# [TO BE DONE]
From the rows below, write out verbatim the lines that begin with the line containing "Where can the door" and continue through the line containing "Target: door handle", including both of those lines and nothing else.

# [INFORMATION SHOWN]
□ □ □

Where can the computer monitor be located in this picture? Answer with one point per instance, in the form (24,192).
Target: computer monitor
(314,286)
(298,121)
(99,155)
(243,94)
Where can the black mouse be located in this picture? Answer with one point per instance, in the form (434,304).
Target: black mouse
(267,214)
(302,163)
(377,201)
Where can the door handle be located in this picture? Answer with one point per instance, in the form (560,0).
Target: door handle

□ □ □

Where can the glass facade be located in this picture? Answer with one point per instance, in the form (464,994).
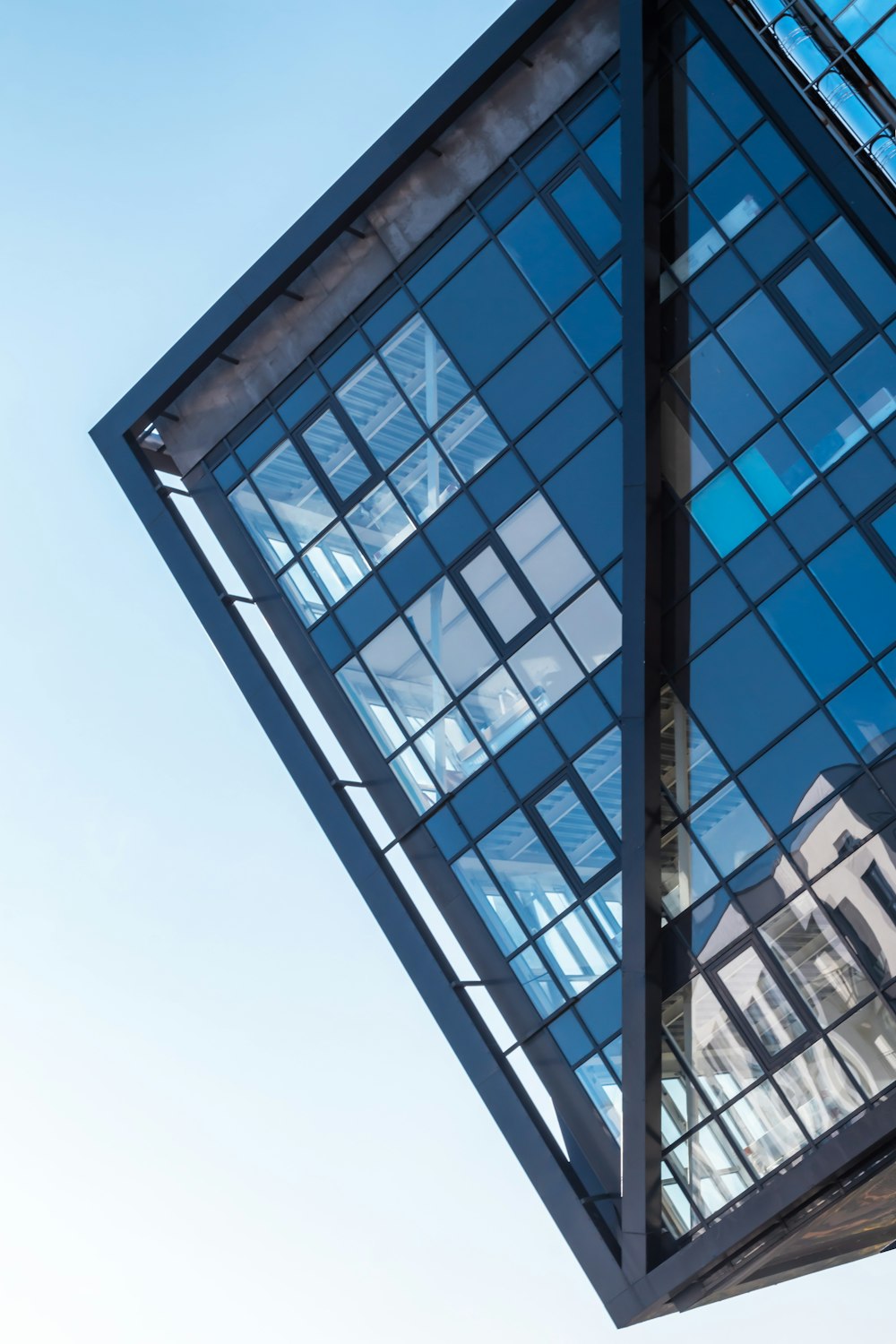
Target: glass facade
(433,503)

□ □ □

# [FULL SOLUTION]
Where can the door handle be located in this picture? Answer with one point per instance, in the form (560,0).
Target: door handle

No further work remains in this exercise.